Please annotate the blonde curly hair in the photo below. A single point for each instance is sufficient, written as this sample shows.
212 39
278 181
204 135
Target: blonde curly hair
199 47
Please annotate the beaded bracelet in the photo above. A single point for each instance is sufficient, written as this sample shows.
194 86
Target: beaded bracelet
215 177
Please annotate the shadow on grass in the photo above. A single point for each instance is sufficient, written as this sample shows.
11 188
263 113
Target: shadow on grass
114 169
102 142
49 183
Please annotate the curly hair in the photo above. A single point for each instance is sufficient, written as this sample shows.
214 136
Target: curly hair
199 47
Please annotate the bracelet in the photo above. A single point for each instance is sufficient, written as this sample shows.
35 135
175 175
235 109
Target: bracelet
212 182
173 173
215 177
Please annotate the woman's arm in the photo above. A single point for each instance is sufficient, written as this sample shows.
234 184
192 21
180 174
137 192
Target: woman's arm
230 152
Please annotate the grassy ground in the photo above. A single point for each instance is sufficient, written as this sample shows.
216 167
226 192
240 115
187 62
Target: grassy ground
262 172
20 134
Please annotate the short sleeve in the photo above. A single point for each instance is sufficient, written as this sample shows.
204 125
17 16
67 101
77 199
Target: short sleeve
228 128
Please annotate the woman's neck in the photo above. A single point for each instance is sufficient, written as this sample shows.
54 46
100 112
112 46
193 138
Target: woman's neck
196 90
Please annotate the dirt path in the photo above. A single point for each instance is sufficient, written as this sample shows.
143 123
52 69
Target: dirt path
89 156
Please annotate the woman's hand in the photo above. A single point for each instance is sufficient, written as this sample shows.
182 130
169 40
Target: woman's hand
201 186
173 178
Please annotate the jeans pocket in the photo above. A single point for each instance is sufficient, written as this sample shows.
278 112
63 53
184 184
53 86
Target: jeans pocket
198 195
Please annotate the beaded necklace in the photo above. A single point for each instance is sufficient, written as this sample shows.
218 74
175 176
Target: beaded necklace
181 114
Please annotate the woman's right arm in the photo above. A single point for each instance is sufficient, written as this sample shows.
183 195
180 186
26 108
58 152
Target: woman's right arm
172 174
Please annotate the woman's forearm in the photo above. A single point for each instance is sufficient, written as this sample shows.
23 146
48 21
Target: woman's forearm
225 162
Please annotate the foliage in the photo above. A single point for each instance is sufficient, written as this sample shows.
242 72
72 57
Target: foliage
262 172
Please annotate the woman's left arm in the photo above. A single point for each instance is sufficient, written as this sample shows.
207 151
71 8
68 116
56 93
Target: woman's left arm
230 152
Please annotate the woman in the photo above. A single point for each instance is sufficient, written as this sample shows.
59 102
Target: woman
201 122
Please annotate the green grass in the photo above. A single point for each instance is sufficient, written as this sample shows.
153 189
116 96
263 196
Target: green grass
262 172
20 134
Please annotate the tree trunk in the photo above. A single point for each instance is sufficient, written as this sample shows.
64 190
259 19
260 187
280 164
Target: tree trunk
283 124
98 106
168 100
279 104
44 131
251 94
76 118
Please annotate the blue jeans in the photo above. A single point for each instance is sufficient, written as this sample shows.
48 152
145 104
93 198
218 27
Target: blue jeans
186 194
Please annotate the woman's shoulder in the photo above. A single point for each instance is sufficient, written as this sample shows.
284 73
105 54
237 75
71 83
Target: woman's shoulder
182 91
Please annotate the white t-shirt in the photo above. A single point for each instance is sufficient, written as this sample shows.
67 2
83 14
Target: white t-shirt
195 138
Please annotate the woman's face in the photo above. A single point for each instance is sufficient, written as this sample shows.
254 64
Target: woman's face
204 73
.....
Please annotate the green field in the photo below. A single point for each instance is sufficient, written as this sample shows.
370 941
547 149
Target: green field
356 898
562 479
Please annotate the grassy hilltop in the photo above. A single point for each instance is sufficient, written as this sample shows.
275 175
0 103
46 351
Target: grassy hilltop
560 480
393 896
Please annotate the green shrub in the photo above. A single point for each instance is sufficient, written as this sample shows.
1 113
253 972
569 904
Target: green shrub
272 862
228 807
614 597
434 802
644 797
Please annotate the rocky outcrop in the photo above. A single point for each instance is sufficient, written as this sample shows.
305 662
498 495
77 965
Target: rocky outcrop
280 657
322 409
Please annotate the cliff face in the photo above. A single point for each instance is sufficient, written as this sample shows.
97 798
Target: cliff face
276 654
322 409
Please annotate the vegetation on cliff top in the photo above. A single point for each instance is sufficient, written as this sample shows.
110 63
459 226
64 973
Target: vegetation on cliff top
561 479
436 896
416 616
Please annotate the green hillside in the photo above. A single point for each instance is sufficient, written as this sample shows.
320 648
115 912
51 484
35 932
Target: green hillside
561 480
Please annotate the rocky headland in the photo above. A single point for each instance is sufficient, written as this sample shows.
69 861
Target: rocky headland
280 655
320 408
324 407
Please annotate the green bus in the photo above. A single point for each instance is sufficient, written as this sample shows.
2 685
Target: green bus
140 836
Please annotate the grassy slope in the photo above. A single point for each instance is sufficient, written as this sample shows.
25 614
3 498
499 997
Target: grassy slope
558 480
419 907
.....
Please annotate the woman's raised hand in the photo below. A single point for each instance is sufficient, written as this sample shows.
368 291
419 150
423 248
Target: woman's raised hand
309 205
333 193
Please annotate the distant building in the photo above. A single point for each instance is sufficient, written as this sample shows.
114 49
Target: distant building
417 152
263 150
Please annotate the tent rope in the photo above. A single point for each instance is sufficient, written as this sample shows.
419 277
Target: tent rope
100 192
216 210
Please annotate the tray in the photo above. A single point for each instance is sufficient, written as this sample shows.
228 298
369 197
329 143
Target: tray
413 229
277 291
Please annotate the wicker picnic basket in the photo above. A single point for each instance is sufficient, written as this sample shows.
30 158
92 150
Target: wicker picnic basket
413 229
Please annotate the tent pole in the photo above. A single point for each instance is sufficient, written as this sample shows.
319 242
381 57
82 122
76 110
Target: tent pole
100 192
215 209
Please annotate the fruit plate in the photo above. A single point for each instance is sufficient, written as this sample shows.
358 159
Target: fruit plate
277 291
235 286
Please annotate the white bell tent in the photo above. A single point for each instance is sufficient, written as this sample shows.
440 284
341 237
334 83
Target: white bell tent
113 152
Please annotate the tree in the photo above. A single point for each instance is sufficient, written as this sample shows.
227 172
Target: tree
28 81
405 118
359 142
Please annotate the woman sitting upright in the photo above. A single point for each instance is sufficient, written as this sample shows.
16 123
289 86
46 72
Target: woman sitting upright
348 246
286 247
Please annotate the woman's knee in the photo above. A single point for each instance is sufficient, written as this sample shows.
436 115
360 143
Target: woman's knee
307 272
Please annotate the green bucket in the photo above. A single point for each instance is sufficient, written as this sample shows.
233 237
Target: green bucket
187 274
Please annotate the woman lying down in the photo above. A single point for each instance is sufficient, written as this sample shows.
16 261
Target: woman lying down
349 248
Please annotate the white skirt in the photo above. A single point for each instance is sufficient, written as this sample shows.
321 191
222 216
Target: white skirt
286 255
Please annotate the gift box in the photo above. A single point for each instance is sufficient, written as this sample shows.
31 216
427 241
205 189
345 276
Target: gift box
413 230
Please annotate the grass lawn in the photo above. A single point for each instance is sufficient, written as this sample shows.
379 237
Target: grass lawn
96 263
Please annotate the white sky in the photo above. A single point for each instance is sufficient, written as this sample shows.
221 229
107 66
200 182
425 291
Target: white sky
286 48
.....
▶ [Assignment] Return from the data every line that holds "below".

▶ [Answer space]
Please annotate the blonde curly hair in the photo below. A single point for each instance is sufficient, written as this sample shows.
Please annotate the green field in the photo below. A single point for each instance is sufficient, written as this sample shows.
Please annotate the woman's raised hand in the photo below. A single point for each instance is sufficient, written as this sample shows.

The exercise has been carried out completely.